§ ЗАДАНИЕ
Как в двух предложениях передать суть отрывка о встрече с Ингеборг Бахман?

§ ТЕКСТ УПРАЖНЕНИЯ
━━━━

Моя следующая встреча с Ингеборг Бахман состоялась в апреле 1965 года. Она держалась со мной довольно прохладно — вероятно, ей не особенно понравилось то, что я написал о ней и ее творчестве в моей вышедшей тем временем работе «Немецкая литература на Западе и Востоке». Во всяком случае, она подарила мне написанное ею либретто к опере Ханса Вернера Хенце «Молодой лорд». Премьера оперы только что состоялась. Я попросил ее написать посвящение. Она сочла просьбу глупой, но, если я настаиваю, что ж, она сделает так, как всегда поступает в таких случаях: она откроет какую-нибудь страницу книги и, не глядя, отметит шариковой ручкой любую строчку. Это и будет посвящение. Я ничего не имел против. Но, найдя эту строчку, она посмотрела на меня удивленно и смущенно. Предназначенные мне слова, очевидно, не вполне устраивали ее. Это была строчка из второго акта оперы: «Да будет милостив к вам добрый Бог…» Ингеборг Бахман, поколебавшись мгновение, написала: «Да будет милостив к нему добрый Бог…»

━━━━

§ ИСХОДНЫЕ ДАННЫЕ
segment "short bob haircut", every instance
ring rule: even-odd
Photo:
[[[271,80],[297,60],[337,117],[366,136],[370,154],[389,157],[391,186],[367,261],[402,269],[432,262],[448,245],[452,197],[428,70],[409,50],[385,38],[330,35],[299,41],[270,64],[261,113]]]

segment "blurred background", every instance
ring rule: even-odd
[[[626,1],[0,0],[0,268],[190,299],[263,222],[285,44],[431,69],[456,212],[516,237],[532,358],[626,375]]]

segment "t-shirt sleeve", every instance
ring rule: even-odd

━━━━

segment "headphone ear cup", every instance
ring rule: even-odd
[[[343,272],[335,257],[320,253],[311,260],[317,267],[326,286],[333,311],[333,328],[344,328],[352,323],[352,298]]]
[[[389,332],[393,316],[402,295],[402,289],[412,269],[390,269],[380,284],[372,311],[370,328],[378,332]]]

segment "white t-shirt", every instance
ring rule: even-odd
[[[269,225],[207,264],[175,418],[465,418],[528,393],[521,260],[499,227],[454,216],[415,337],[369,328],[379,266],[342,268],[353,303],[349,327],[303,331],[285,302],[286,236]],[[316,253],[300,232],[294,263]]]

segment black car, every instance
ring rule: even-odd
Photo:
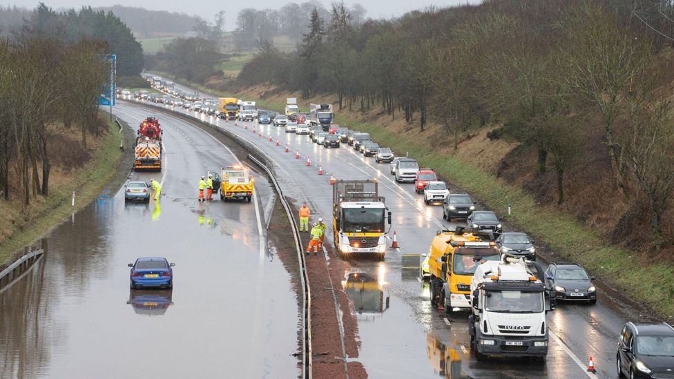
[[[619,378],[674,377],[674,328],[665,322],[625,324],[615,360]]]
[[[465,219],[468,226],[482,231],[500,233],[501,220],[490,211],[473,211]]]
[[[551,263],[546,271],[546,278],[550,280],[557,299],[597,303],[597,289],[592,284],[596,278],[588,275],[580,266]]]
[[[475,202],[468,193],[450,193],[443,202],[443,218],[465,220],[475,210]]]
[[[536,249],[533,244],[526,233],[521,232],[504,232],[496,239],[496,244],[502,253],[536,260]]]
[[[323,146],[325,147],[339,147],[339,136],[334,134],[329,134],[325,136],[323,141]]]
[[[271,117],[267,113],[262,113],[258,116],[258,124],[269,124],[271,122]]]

━━━━

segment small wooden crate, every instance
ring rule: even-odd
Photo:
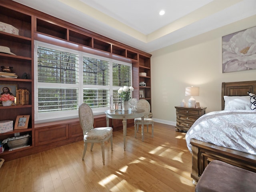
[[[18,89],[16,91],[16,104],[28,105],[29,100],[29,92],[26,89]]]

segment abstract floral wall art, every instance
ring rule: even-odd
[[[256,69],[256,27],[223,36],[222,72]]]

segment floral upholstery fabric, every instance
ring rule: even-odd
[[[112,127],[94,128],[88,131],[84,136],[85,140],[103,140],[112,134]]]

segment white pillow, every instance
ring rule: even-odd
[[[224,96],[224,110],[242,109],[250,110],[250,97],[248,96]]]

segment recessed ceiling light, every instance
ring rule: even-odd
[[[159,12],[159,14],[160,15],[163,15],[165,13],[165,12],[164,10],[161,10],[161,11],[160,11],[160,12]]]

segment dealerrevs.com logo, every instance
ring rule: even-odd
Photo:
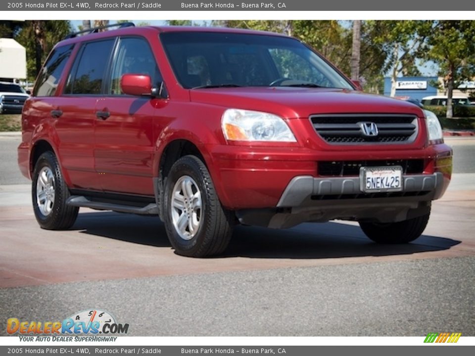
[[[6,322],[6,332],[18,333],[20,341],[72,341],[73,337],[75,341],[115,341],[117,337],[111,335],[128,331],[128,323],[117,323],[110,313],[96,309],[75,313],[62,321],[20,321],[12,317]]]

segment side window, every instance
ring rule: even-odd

━━━━

§ ОТВЕТ
В апреле 1965 года рассказчик снова встретился с Ингеборг Бахман, которая держалась с ним довольно прохладно, и получил от нее в подарок либретто к опере Ханса Вернера Хенце «Молодой лорд». На его просьбу о посвящении она, не глядя, отметила строчку «Да будет милостив к вам добрый Бог…», но, поколебавшись, написала: «Да будет милостив к нему добрый Бог…».